** Begin PROVIDED RECORDS **
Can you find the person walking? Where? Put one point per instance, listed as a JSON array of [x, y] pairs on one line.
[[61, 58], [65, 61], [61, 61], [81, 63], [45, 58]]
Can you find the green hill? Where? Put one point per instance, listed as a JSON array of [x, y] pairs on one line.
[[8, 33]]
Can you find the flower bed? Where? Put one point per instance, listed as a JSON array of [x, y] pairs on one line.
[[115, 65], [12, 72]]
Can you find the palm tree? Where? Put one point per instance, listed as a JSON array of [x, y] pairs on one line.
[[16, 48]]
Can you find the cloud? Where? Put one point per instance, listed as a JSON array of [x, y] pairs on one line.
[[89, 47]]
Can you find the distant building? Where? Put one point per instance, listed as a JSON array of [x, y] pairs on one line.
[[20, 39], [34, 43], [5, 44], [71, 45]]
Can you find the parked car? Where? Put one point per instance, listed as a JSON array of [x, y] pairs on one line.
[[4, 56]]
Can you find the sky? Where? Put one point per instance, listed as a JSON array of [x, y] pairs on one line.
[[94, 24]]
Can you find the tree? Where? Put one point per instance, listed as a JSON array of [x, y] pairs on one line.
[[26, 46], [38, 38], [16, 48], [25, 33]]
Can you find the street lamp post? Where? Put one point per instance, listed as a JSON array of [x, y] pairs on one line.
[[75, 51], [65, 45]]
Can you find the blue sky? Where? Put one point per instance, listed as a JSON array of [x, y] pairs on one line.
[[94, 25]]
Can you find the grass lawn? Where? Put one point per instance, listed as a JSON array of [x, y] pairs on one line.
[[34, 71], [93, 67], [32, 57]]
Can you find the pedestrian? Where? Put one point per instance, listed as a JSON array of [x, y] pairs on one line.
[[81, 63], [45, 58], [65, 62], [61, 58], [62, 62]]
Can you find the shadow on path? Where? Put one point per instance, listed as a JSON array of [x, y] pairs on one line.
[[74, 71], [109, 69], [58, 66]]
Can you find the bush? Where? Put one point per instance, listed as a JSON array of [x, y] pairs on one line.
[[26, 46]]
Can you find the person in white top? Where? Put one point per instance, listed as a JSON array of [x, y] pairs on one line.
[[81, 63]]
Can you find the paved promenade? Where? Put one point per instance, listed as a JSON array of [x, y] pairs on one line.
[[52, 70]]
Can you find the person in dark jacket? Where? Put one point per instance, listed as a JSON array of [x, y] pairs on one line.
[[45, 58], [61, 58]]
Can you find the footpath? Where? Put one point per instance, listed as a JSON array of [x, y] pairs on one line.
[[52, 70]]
** End PROVIDED RECORDS **
** Begin PROVIDED RECORDS **
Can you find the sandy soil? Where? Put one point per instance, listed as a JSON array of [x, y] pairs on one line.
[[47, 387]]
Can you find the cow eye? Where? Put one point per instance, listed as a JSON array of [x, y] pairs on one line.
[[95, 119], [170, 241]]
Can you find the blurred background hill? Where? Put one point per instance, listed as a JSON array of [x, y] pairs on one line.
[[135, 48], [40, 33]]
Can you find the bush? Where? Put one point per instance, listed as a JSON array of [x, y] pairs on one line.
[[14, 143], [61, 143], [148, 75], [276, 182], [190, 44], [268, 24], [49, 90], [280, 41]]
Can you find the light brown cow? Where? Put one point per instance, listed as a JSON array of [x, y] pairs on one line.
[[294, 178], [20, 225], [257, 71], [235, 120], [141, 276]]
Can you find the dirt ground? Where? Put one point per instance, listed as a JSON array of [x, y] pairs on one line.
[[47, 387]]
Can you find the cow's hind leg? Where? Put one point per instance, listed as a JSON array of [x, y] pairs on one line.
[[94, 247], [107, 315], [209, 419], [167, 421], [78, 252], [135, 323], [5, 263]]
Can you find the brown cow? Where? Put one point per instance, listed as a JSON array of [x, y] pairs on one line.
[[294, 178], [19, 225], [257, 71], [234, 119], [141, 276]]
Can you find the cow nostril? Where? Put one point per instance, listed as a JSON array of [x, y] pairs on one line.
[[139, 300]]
** End PROVIDED RECORDS **
--- THE TASK ---
Rewrite the stretch from the line containing "Can you find the person walking?" through the line containing "[[74, 71], [109, 69], [58, 66]]", changing "street lamp post" to "lamppost" and leaving everything else as it is.

--- FINAL RESULT ---
Can you find the person walking? Where? Put one point per instance, listed as a JSON array of [x, y] pairs on one line.
[[61, 58], [65, 61], [61, 61], [81, 63], [45, 58]]
Can you find the green hill? Where? Put one point per instance, listed as a JSON array of [x, y] pairs on one line.
[[8, 33]]
Can you find the flower bed? Where? Put one point per instance, listed as a JSON array of [x, y] pairs on one line.
[[115, 65], [12, 72]]
Can you find the palm tree? Where? Put one point per instance, listed as a JSON array of [x, y] pairs on one line.
[[16, 48]]
Can you find the cloud? Where? Put one point per instance, listed as a JSON array of [x, y] pairs on one line.
[[89, 47]]
Can you find the distant building? Where? Put one point per instance, listed as a JSON array of [x, y] pairs on one line.
[[20, 39], [34, 43], [5, 44], [71, 45]]
Can you find the parked car? Where? Put one point per instance, listed as a JSON array of [x, y] pairs on one line.
[[4, 56]]
Can you find the sky? Where? Put one point per instance, listed as a JSON array of [x, y] pairs on one line.
[[94, 24]]
Can you find the tree? Where? Put one point per instance, listed as a JSON array of [x, y] pairs on one line.
[[26, 46], [38, 38], [16, 48], [25, 33]]
Can you find the lamppost? Where? Put one point per instance, listed as a JSON array of [x, y] pairs on one line.
[[75, 51], [65, 45]]
Can you find the blue sky? Where? Put one point per instance, listed as a JSON array of [x, y] pairs on one line.
[[94, 25]]
Can you find the grass lawn? Where? Put one point per instance, listed as a JSON array of [x, y] pairs on one line.
[[34, 71], [93, 67], [32, 57]]
Can you find the pedestrian? Where? Put one point per instance, listed as a JSON array of [x, y] pairs on one line.
[[81, 63], [45, 58], [65, 62], [61, 58], [62, 62]]
Can you find the shadow on path? Where? Put one point per instance, listed as a JSON array of [x, y] pairs on one line.
[[74, 71], [109, 69], [58, 66]]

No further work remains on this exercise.